▸ **Selected passage**:
╔══
"There was never a night that could defeat sunrise.” These words are very apt for describing the turnaround in the Finnish economy in 2017. After years of withering, Finland’s economy is now growing at a brisk pace. The latest estimates show that our gross domestic product has grown this year by more than three per cent. This turnaround has indeed been faster than anybody could have foreseen a year ago.
The upturn in the economy can be seen in people’s daily lives, in many different ways. Most important of all is the increase in the number of jobs. According to the most recent figures from Statistics Finland, the number of people in employment in November was actually 83,000 more than a year earlier. This is equivalent to the creation of 230 new jobs every single day over the past year. By November, the number of employed people had risen to 70.4 per cent of the working age population, the highest percentage for ten years.
╚══
▸ **Recorded data**:
╔══
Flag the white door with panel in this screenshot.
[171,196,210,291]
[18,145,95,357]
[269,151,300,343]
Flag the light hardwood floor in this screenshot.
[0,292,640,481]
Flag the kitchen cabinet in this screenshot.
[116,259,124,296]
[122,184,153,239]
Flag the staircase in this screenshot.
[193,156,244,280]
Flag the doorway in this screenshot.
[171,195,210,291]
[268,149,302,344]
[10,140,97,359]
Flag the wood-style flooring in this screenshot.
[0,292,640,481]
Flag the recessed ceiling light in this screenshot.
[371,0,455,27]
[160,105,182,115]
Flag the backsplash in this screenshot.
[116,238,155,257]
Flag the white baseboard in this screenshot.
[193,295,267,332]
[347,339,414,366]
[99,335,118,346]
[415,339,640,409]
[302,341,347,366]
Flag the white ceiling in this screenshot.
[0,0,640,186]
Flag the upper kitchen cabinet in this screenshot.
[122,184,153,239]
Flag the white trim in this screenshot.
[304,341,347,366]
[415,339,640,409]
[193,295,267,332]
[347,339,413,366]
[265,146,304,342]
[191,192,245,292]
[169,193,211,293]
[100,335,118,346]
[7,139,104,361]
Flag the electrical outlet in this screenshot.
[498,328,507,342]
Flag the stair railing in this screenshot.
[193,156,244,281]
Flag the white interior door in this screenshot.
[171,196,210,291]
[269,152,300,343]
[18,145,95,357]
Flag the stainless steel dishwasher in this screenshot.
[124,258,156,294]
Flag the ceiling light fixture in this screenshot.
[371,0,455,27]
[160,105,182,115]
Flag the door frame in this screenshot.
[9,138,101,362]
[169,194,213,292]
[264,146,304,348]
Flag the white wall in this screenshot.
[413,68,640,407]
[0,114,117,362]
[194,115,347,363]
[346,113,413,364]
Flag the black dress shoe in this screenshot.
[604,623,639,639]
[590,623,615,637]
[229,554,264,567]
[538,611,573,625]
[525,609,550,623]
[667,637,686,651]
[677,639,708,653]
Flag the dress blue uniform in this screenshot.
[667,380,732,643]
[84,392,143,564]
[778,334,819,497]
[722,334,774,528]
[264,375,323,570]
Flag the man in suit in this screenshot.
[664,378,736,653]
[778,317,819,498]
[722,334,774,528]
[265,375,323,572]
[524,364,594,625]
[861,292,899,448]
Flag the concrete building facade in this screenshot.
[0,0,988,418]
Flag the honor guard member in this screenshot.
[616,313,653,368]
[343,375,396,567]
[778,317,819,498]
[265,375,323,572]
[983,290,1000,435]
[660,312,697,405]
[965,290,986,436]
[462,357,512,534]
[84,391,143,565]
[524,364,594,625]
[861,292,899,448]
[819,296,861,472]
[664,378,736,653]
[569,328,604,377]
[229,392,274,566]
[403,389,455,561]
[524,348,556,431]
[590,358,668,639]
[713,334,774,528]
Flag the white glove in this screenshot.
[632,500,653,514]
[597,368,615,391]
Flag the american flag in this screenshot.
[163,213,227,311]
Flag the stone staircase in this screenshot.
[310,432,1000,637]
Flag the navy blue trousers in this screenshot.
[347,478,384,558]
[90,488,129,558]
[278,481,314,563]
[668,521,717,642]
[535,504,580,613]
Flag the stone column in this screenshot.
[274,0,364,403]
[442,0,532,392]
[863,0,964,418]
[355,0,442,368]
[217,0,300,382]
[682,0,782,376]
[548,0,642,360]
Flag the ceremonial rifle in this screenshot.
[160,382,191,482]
╚══
▸ **Problems and tasks**:
1. Using the passage on Finland's economic turnaround, state whether each statement agrees with it: (a) gross domestic product grew by more than three per cent this year; (b) the number of people in employment in November was 83,000 lower than a year earlier; (c) the employment rate reached by November was the highest percentage for twenty years. Answer yes or no for each, quoting the deciding words of the passage.
2. Quote the part of the passage on Finland's economic turnaround that opens with the words containing "The upturn in" and closes with "for ten years.".

▸ **Full answers**:
1.
(a) Yes: "our gross domestic product has grown this year by more than three per cent"
(b) No: "the number of people in employment in November was actually 83,000 more than a year earlier"
(c) No: "the highest percentage for ten years"

2.
The upturn in the economy can be seen in people’s daily lives, in many different ways. Most important of all is the increase in the number of jobs. According to the most recent figures from Statistics Finland, the number of people in employment in November was actually 83,000 more than a year earlier. This is equivalent to the creation of 230 new jobs every single day over the past year. By November, the number of employed people had risen to 70.4 per cent of the working age population, the highest percentage for ten years.